_THE PROBLEM_
Below are some records; reproduce every one of them exactly.

____________________

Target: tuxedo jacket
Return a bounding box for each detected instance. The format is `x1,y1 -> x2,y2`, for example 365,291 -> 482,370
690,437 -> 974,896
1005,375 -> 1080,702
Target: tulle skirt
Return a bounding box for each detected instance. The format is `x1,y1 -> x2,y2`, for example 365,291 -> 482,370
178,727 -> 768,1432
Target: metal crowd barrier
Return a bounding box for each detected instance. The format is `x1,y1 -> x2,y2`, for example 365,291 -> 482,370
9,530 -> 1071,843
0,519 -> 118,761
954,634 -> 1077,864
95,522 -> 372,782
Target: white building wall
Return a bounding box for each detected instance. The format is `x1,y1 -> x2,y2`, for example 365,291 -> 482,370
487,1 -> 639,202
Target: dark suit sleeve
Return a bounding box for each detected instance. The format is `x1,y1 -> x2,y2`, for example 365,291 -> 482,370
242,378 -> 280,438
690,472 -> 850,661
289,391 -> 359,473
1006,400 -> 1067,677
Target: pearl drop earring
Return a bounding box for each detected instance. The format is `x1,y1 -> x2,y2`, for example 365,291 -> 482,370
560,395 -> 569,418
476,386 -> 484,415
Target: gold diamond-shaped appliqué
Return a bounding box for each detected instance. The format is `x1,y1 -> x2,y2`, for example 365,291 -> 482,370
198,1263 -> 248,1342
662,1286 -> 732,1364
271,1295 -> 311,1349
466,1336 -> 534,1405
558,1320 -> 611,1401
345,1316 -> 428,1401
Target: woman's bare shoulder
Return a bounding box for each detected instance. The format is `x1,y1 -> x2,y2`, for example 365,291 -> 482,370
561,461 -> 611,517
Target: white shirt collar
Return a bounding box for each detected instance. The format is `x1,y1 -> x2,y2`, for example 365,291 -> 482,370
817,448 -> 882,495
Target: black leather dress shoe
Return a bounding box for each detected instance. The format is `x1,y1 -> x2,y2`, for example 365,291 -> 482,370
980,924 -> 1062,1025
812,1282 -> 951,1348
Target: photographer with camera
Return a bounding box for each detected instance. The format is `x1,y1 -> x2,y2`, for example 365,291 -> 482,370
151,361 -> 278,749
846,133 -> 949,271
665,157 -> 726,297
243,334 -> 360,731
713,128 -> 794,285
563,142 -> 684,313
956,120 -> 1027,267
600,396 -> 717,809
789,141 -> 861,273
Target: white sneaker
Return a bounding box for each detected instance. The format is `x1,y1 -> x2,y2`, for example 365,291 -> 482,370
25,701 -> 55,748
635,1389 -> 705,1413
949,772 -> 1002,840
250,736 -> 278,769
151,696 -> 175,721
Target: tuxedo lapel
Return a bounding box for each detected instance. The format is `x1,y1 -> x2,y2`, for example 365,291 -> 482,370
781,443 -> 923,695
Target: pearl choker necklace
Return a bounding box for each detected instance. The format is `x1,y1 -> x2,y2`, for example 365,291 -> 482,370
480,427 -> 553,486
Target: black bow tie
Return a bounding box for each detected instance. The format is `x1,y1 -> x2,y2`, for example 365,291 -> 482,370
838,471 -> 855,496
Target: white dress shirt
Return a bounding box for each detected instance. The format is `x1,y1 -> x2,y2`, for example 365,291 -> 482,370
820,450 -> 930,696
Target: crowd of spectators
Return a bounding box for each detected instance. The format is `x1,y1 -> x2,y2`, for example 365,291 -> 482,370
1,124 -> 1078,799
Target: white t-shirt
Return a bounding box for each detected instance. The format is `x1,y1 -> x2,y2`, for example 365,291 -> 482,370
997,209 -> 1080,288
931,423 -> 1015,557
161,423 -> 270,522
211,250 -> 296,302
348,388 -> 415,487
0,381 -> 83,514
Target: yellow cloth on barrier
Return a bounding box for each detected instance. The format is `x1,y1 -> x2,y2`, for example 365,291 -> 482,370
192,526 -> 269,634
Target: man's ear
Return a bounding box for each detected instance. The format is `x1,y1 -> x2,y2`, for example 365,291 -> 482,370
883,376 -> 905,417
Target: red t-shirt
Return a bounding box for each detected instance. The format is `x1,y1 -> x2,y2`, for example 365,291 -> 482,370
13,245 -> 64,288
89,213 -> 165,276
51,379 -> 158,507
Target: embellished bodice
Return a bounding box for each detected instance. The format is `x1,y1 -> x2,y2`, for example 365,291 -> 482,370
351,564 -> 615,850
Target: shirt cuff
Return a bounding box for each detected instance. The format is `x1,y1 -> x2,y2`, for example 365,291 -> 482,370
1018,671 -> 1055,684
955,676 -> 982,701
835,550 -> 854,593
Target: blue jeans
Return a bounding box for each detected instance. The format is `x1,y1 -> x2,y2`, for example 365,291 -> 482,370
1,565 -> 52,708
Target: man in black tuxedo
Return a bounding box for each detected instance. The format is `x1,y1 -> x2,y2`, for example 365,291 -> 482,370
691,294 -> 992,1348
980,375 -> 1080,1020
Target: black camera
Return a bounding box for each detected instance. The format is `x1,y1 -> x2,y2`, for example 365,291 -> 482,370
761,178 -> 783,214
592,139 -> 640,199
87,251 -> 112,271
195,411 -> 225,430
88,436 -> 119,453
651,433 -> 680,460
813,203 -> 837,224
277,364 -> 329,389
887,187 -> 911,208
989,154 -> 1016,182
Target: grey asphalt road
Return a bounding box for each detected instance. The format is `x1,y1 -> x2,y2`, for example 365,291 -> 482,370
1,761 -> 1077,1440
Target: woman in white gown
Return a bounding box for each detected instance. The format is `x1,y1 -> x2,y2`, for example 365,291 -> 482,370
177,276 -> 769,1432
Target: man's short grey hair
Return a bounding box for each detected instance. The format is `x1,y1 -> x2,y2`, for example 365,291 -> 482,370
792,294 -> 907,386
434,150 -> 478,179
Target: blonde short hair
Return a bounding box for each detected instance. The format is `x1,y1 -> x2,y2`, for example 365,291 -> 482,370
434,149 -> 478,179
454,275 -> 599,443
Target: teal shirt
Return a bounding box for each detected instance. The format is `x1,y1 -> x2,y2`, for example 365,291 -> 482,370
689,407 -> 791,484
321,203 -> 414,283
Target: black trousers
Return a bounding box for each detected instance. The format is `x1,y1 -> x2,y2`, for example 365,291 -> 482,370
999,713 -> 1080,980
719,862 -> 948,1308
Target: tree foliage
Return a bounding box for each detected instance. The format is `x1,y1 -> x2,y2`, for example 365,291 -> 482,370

____________________

_OUTPUT OF THE TASK_
Target: tuxedo jacket
Return a bounding box for each detected instance. The format is `x1,y1 -> x2,y2`, for example 365,291 -> 482,370
690,437 -> 974,896
1005,375 -> 1080,702
Target: tulle skirt
Return a bounding box for each detected instance. The format is `x1,y1 -> x2,y2`, for example 365,291 -> 482,370
178,727 -> 768,1432
Target: metal crowd barrier
Return a bounding box for each detected instance. The format is `x1,y1 -> x2,y2`, for example 365,291 -> 482,370
9,530 -> 1071,843
0,519 -> 118,761
954,634 -> 1077,864
95,522 -> 372,782
Target: white building wall
Return a bounding box for each detected instance. The format is `x1,y1 -> x2,y2`, for example 365,291 -> 482,370
487,1 -> 639,202
Target: dark suit sleeve
Return a bounding box for each detected instance. The format is `x1,y1 -> x2,y2`, for example 365,291 -> 482,370
242,378 -> 280,438
690,472 -> 850,661
289,391 -> 359,473
1006,400 -> 1067,677
Target: pearl drop earring
Return a bounding box for each detected instance. The format is `x1,y1 -> x2,y2`, for example 365,291 -> 482,370
560,395 -> 569,418
476,386 -> 484,415
Target: gold diamond-shaped appliqué
Return a bounding box for each detected instance. The format is `x1,y1 -> x2,y2`, for example 365,291 -> 482,370
198,1263 -> 248,1342
662,1286 -> 732,1364
271,1295 -> 311,1349
466,1336 -> 534,1405
558,1320 -> 611,1401
345,1316 -> 428,1401
Target: woman's bare shoulder
Return a bounding box for each detected instance. The format is `x1,y1 -> x2,y2`, for example 365,291 -> 482,370
561,461 -> 611,517
Target: white shirt collar
Return a bounding box for each detected instance. The format is `x1,y1 -> x2,y2`, for example 365,291 -> 482,370
817,448 -> 882,495
Target: black leather dress shoe
Return a bounding box for each detected instance. The format is `x1,y1 -> x2,y2`, for example 365,291 -> 482,370
980,924 -> 1062,1025
812,1282 -> 951,1348
Target: photographer with camera
Return a bounding box for each detected instance. The format is `x1,y1 -> x2,y2`, for example 365,291 -> 482,370
151,361 -> 278,749
846,133 -> 949,271
665,157 -> 726,297
243,334 -> 360,731
713,128 -> 794,285
563,142 -> 684,313
956,120 -> 1027,267
600,396 -> 717,809
789,141 -> 861,273
Target: white sneaker
Return a bounding box for each detected instance. The format is `x1,y1 -> x2,y2`, for example 365,291 -> 482,370
25,701 -> 55,748
635,1389 -> 705,1413
949,772 -> 1002,840
250,736 -> 278,769
151,696 -> 175,721
Target: tuxedo lapel
Return a bounding box for each detected instance. The format is `x1,y1 -> x2,y2`, for example 365,291 -> 482,370
781,443 -> 923,695
Target: pearl choker necklace
Return a bounding box for each detected instance. The format is `x1,y1 -> x2,y2`, for example 365,291 -> 482,370
480,427 -> 553,486
Target: black bow tie
Return a bounding box for each detected instance. The format is `x1,y1 -> x2,y2`, for example 365,291 -> 482,370
838,471 -> 855,496
Target: white dress shirt
Return a bounding box for each detected instance. The format is `x1,y1 -> x2,y2`, for example 365,291 -> 482,370
820,450 -> 930,696
Target: crowd of spectators
Return a bounding box for each detected instance. The format is `x1,y1 -> x2,y2`, for example 365,291 -> 482,370
1,124 -> 1078,799
Target: white t-shirt
Return a bounding box for each detected instance. The format is `x1,y1 -> x2,y2`, for example 365,291 -> 482,370
997,209 -> 1080,288
931,423 -> 1015,557
161,423 -> 270,522
211,250 -> 296,302
348,388 -> 415,487
0,381 -> 83,514
Target: yellow cloth on barrier
Return a bounding box for each detected instance. The format is `x1,y1 -> x2,y2`, for example 365,291 -> 482,370
192,526 -> 269,634
Target: man's ear
Return a bounding box for each detected instance. The format is `x1,y1 -> x2,y2`, for example 365,291 -> 482,370
883,376 -> 905,417
Target: red t-shirt
Return a bounding box for each detected instance. The format is `x1,y1 -> x2,y2`, for example 365,291 -> 482,370
13,245 -> 64,288
89,213 -> 165,276
51,379 -> 158,507
Target: embellished bodice
Return a bounding box for each detected instance. The format is `x1,y1 -> x2,y2`, for example 365,291 -> 482,370
351,564 -> 615,850
Target: shirt cuff
Return a bounding box for each detected instance. The format is `x1,y1 -> x2,y2`, for example 365,291 -> 482,370
1018,671 -> 1055,684
955,676 -> 982,701
835,550 -> 854,593
Target: blue jeans
Return a bounding box for each detected instance. The format is `x1,y1 -> x2,y2`, for example 365,291 -> 482,370
1,565 -> 52,708
Target: man in black tuxedo
Return a bounding box for each detected instance. The format is `x1,y1 -> x2,y2`, for example 365,291 -> 482,370
691,294 -> 992,1348
980,375 -> 1080,1020
Target: black camera
Return a bounding box for each detected instance. The format is `x1,y1 -> x2,y2`, for example 365,291 -> 482,370
761,178 -> 783,214
592,139 -> 640,199
87,251 -> 112,271
195,411 -> 225,430
88,436 -> 119,453
651,433 -> 680,460
813,203 -> 837,224
277,364 -> 329,389
887,187 -> 911,208
989,154 -> 1016,182
Target: grey asphalt road
Return a bounding box for each detected instance. The format is `x1,y1 -> x2,y2`, for example 365,291 -> 482,370
1,761 -> 1077,1440
Target: woman in white gown
Return a bounding box for each detected instance. The format is `x1,y1 -> x2,y2`, for example 365,291 -> 482,370
177,276 -> 769,1432
Target: man's short grey hair
Return a bounding box for each detected instance. The format is `x1,y1 -> x2,y2`, for example 365,291 -> 482,370
792,294 -> 907,386
434,150 -> 478,179
Target: blonde short hair
Return a bounding box for each detected instance. The format is `x1,y1 -> x2,y2`, for example 365,291 -> 482,370
434,149 -> 478,179
454,275 -> 599,443
Target: teal shirt
Return a bounding box for each detected instance. The format is `x1,y1 -> x2,y2`, for example 365,291 -> 482,370
689,407 -> 791,484
321,203 -> 414,283
Target: black trousers
Return a bounding box for each detected instance. The format is `x1,y1 -> x2,y2`, for example 365,291 -> 482,370
999,713 -> 1080,980
719,862 -> 948,1308
Target: tree foliage
Return a bounding box for each detected instance. The format is `x1,y1 -> x2,y2`, for example 365,291 -> 482,370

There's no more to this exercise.